### Tekst do ćwiczenia
++++++++++

Od 2016 roku sprzedaż mebli za granice kraju stale rośnie. Jednak mimo stałego rozwoju sektora, problemy go nie omijają. Największe zmartwienia mają najmniejsi gracze.
- Branża meblarska w Polsce jest bardzo zróżnicowana. Firmy podzielone są na dwie grupy. Pierwszą stanowią duzi gracze, którzy produkują przeważnie na eksport lub mają własne rynki zbytu. Drugą tworzą małe firmy i zakłady, które sprzedają meble w Internecie lub pod konkretne zamówienie. To właśnie one mają największe problemy i popadają w coraz większe tarapaty. Te małe firmy są bardziej wrażliwe na wahania koniunktury i zatory płatnicze, a pandemia i związane z nią zawirowania gospodarcze tylko pogorszyły ich sytuację finansową. W naszej bazie danych wpisanych jest blisko trzy tysiące takich jednoosobowych działalności gospodarczych, które muszą oddać wierzycielom ponad 90 mln zł - mówi Adam Łącki, prezes zarządu Krajowego Rejestru Długów.

++++++++++

### Wyodrębnione dane
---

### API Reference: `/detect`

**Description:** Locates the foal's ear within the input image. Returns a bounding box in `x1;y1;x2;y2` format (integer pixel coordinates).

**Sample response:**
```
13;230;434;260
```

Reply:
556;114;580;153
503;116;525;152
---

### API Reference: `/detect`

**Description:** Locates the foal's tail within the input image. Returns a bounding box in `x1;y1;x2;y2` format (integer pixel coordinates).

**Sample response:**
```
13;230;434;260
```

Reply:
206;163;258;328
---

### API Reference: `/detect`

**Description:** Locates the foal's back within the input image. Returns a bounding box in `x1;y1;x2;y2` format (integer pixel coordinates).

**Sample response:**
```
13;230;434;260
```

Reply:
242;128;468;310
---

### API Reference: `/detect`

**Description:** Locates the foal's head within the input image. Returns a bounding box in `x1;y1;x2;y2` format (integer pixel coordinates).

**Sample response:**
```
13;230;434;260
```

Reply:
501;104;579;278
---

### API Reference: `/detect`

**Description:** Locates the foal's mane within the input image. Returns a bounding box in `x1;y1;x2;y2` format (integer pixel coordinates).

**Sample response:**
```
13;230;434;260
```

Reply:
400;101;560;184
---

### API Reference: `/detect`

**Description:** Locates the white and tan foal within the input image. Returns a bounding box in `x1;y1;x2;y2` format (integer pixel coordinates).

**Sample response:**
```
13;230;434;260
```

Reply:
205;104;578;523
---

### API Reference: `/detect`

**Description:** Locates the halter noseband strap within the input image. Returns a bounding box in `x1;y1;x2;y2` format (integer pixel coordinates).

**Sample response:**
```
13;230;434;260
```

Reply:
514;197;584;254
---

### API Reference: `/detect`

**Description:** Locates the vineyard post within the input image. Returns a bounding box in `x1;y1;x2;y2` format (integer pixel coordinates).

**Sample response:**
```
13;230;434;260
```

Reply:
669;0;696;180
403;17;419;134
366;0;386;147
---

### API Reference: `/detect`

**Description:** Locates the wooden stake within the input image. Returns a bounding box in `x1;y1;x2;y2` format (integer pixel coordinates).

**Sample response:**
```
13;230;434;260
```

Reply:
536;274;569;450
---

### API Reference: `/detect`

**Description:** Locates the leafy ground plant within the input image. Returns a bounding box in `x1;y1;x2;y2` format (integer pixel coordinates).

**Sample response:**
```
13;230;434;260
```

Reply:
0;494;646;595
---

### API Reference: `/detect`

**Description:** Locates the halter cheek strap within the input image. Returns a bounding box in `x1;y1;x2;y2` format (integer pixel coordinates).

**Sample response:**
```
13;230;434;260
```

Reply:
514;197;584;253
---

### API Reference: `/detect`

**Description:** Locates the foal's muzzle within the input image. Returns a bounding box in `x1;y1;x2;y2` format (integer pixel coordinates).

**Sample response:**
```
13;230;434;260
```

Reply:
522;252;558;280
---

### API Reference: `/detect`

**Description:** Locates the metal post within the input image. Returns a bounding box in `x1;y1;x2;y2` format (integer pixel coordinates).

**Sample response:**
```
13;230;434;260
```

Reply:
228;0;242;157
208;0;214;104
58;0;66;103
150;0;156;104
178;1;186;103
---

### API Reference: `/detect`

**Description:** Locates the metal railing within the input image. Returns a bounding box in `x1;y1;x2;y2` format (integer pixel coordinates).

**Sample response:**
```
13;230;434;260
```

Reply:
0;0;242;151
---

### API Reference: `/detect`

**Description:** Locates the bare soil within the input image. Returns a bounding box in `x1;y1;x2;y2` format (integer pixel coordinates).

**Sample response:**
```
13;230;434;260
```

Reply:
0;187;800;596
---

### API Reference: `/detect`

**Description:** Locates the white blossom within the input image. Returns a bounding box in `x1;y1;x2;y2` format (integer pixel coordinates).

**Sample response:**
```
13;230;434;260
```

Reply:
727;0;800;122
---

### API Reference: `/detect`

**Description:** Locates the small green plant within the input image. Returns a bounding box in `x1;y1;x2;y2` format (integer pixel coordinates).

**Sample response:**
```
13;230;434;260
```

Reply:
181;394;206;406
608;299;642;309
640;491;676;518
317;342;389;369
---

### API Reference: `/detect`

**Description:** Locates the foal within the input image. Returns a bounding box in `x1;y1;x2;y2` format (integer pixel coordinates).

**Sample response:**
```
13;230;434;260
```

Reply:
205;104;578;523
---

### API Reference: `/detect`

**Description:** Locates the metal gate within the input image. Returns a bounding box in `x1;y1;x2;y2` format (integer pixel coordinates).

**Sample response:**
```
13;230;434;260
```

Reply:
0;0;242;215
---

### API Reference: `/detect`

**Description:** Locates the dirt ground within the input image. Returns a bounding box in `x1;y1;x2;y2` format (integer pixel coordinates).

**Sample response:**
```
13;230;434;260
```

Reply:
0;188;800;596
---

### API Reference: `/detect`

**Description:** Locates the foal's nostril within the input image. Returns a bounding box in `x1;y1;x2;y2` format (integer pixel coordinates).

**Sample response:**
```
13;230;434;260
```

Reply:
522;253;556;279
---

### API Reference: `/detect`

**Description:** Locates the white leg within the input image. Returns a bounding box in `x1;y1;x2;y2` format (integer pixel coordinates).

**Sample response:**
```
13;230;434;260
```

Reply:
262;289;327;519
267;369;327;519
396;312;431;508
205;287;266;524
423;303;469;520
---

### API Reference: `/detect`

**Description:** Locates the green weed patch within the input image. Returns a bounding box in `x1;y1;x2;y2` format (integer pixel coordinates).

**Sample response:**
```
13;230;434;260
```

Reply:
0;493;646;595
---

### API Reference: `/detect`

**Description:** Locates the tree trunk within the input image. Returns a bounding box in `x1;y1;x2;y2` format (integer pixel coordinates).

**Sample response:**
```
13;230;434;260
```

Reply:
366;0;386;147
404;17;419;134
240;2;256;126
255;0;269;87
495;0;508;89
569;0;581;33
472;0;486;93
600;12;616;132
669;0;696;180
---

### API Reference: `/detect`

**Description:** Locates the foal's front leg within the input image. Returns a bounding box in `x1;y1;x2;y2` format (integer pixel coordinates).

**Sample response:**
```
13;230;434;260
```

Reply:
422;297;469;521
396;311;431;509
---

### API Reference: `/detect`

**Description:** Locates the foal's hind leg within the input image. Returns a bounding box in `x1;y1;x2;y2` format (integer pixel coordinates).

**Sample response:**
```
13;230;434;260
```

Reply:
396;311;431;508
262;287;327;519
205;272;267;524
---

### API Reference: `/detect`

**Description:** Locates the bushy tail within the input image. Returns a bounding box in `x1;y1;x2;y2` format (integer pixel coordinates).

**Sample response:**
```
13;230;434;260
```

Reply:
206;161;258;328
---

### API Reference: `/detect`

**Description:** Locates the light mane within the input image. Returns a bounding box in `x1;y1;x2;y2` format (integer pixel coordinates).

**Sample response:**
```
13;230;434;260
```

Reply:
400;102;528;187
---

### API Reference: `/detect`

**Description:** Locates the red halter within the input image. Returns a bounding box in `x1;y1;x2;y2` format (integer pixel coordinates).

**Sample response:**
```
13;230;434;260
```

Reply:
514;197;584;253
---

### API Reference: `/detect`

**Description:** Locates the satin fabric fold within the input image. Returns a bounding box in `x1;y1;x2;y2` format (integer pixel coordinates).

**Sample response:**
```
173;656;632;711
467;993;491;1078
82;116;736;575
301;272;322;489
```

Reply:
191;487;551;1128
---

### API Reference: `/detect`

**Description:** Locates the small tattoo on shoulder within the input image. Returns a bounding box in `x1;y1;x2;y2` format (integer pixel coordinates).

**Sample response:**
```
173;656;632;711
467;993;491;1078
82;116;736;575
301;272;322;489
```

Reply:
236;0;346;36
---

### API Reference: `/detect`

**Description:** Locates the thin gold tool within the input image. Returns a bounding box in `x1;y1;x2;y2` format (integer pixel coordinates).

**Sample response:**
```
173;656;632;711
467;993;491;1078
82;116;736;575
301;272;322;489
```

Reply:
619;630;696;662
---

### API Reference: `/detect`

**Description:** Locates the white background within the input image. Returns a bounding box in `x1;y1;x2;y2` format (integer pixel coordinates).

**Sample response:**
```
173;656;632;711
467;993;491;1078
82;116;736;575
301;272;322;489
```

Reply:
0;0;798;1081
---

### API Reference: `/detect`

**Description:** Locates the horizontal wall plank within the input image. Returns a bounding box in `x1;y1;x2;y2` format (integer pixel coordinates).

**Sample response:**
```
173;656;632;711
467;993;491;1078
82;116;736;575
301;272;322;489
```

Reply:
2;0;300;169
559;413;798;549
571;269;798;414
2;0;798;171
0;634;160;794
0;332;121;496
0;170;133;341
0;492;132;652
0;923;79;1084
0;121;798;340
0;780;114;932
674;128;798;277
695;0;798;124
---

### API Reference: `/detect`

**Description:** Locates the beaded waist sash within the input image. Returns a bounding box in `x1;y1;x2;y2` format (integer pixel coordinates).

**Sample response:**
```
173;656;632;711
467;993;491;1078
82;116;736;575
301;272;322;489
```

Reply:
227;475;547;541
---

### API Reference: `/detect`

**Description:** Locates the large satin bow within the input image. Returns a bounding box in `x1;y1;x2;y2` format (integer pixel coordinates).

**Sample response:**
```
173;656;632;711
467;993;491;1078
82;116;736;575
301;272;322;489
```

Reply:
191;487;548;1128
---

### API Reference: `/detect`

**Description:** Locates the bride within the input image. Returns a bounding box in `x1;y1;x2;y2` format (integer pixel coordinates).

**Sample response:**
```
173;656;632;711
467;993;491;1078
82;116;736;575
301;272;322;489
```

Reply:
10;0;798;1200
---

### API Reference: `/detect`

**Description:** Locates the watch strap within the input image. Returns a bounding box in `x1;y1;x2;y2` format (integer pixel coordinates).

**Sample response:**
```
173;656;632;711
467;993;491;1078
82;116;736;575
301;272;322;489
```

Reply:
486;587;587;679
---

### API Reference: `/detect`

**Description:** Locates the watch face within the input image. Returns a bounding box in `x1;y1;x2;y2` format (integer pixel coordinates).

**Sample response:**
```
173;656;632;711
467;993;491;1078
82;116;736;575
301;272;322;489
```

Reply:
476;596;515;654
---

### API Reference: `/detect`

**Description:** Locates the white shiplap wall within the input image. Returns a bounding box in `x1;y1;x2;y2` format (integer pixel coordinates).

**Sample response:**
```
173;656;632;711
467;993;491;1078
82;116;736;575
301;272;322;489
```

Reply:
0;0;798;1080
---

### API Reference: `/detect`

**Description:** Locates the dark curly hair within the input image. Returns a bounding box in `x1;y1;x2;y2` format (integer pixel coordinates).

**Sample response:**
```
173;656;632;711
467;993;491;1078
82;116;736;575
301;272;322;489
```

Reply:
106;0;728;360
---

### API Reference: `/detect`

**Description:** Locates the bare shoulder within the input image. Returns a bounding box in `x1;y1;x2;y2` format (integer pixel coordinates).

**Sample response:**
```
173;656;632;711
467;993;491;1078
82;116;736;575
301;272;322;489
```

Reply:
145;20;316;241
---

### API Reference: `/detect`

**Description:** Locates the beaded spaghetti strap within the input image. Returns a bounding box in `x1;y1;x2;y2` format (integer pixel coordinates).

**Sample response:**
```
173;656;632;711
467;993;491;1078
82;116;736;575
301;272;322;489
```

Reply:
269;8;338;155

++++++++++

Czy możesz zacytować fragment tekstu o branży meblarskiej od słów „- Branża meblarska” aż do słów „Krajowego Rejestru Długów.” włącznie?

### Odpowiedź pisemna
- Branża meblarska w Polsce jest bardzo zróżnicowana. Firmy podzielone są na dwie grupy. Pierwszą stanowią duzi gracze, którzy produkują przeważnie na eksport lub mają własne rynki zbytu. Drugą tworzą małe firmy i zakłady, które sprzedają meble w Internecie lub pod konkretne zamówienie. To właśnie one mają największe problemy i popadają w coraz większe tarapaty. Te małe firmy są bardziej wrażliwe na wahania koniunktury i zatory płatnicze, a pandemia i związane z nią zawirowania gospodarcze tylko pogorszyły ich sytuację finansową. W naszej bazie danych wpisanych jest blisko trzy tysiące takich jednoosobowych działalności gospodarczych, które muszą oddać wierzycielom ponad 90 mln zł - mówi Adam Łącki, prezes zarządu Krajowego Rejestru Długów.